--- Text shown ---
· · · · ·

This should be interpreted to mean that the header, besides the
normal functions of a header, plays a part in the operation of the
valve assembly. Thus, it is not possible to remove the header from
the valve assembly without significantly affecting the operation of
the valve assembly, possibly to the extent that the valve assembly
becomes inoperable if the header is removed.
[0024] It is an advantage that the header forms an integral part of
the valve assembly because the requirement for a separate
distributor and distributor tubes is avoided. Thereby the number of
components is reduced, thereby reducing the manufacturing costs.
Furthermore, it is easier to design the valve assembly in such a
manner that a desired, e.g. uniform, distribution of fluid medium
among the flow paths of the heat exchanger is obtained. The
efficiency of the heat exchanger can thereby be improved, and the
heat exchanging capacity of the fluid medium can be utilised in a
more optimal manner. In the case that the valve assembly is
arranged in a refrigeration system, the costs involved with
operating the refrigeration system are reduced, and the system can
be operated in a more environment friendly manner.
[0025] The header may form part of the distributor. According to
this embodiment the header is shaped and positioned in such a
manner that it plays a part in distributing fluid medium from the
inlet opening among the at least two parallel flow paths. To this
end the header may be provided with a number of openings arranged
to guide fluid medium towards the at least two parallel flow
paths.
[0026] Alternatively or additionally, the header may form part of
the first valve part or the second valve part. According to this
embodiment the header is arranged in such a manner that relative
movements between the header and one of the valve parts can be
performed. Thus, in the case that the header forms part of the
first valve part relative movements between the header and the
second valve part can be performed. Similarly, in the case that the
header forms part of the second valve part relative movements
between the header and the first valve part can be performed. As
described above, the header may be movable relative to the
remaining parts of the valve assembly and/or the other valve part
may be movable relative to the remaining parts of the valve
assembly. Since the header, according to this embodiment, forms
part of the one of the valve parts, the header is arranged at a
position where expansion of the fluid medium takes place. This has
the advantage that the delivery of the fluid medium to the heat
exchanger by the header takes place either before or during
expansion of the fluid medium. This makes it easier to control the
distribution of fluid medium among the at least two flow paths of
the heat exchanger, e.g. in order to obtain a uniform distribution,
e.g. in terms of the mixture of liquid and gaseous fluid medium
delivered to each of the flow paths of the heat exchanger.
Furthermore, it makes the valve assembly suitable for use in flow
systems of the microchannel type.
[0027] The valve assembly may further comprise a heat exchanger
connected to the header. According to this embodiment a heat
exchanger is arranged immediately adjacent to the header. The heat
exchanger may be integrated with the header. Alternatively, the
heat exchanger may be attached to the header.
[0028] The first valve part may comprise a plurality of openings
and the second valve part may comprise at least one opening, and
the fluid flow from the inlet opening to each of the outlet
openings may be determined by a mutual position of the openings of
the first valve part and the opening(s) of the second valve part.

· · · · ·

--- Provided data ---

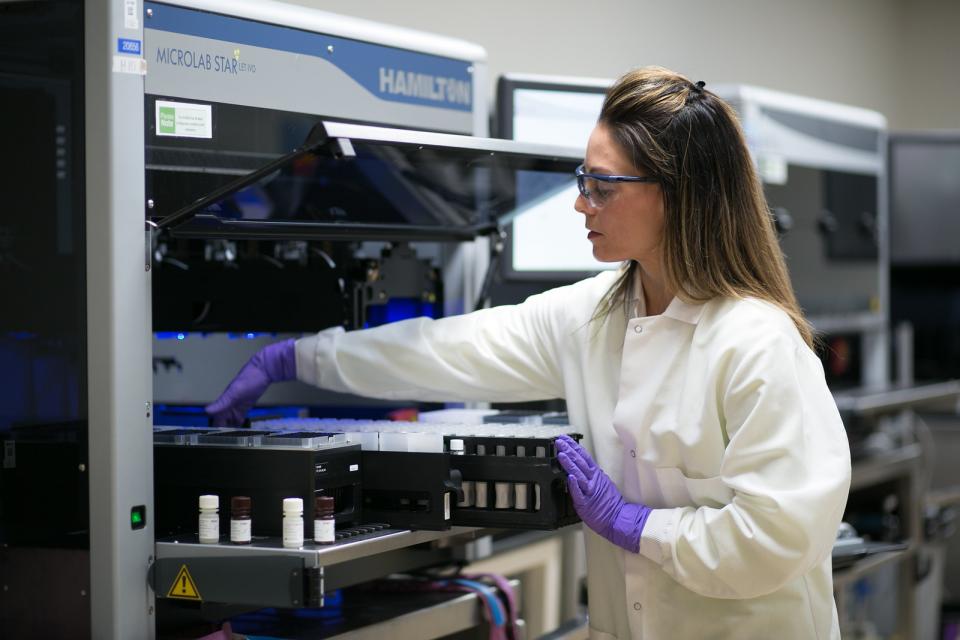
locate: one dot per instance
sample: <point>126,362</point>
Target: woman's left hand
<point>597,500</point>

· · · · ·

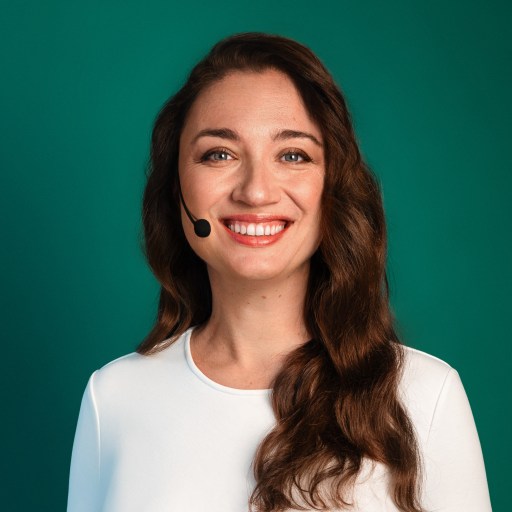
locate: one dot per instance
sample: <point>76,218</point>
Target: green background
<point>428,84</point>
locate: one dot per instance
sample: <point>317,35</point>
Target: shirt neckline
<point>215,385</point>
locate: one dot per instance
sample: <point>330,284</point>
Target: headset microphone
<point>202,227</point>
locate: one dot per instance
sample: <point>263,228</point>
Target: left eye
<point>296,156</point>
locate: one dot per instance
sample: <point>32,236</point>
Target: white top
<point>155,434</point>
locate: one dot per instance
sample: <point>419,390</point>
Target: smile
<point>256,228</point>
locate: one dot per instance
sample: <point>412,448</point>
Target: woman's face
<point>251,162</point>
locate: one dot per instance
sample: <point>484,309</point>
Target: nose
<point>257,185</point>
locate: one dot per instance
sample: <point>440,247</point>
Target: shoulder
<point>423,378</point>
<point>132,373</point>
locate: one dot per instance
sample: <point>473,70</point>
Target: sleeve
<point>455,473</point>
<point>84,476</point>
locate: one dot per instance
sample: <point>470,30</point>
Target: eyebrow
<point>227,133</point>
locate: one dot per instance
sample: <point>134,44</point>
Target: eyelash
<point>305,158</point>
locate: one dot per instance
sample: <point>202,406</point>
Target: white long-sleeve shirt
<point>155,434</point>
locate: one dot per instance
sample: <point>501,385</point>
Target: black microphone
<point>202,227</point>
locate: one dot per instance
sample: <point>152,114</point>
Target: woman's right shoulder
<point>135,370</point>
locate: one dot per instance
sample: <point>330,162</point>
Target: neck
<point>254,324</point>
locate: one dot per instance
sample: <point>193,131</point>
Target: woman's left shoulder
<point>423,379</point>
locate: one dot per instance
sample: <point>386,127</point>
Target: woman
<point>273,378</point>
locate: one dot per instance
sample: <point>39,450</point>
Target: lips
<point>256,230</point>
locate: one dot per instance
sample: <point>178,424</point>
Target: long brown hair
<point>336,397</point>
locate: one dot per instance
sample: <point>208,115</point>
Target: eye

· · · · ·

--- Task set ---
A. In the valve assembly text, what requirement is avoided because the header forms an integral part of the valve assembly?
B. Pick up the valve assembly text after its final sentence and continue it in the same style.

--- Answers for the exercise ---
A. The requirement for a separate distributor and distributor tubes is avoided.

B.
The mutual position of the openings may, e.g., determine whether or
not fluid medium is allowed to pass through a given opening of the
first valve part and a given opening of the second valve part
and/or to which extent such passage is allowed.
[0029] The mutual position of the openings may determine a degree
of opening of the valve assembly. According to this embodiment the
opening degree of the valve assembly, and thereby the amount of
fluid medium allowed to pass the valve assembly, can be adjusted by
adjusting the mutual position of the first valve part and the
second valve part, and thereby the mutual position of the
openings.
[0030] The openings of the first valve part and the opening(s) of
the second valve part may be arranged in such a manner that
openings of the first valve part and opening(s) of the second valve
part can be arranged at least partly overlappingly in response to a
mutual movement of the first valve part and the second valve part.
The openings may each be fluidly connected to one of the outlet
openings, and the mutual position of the valve parts may define
opening degrees of the valve assembly towards the outlet
openings.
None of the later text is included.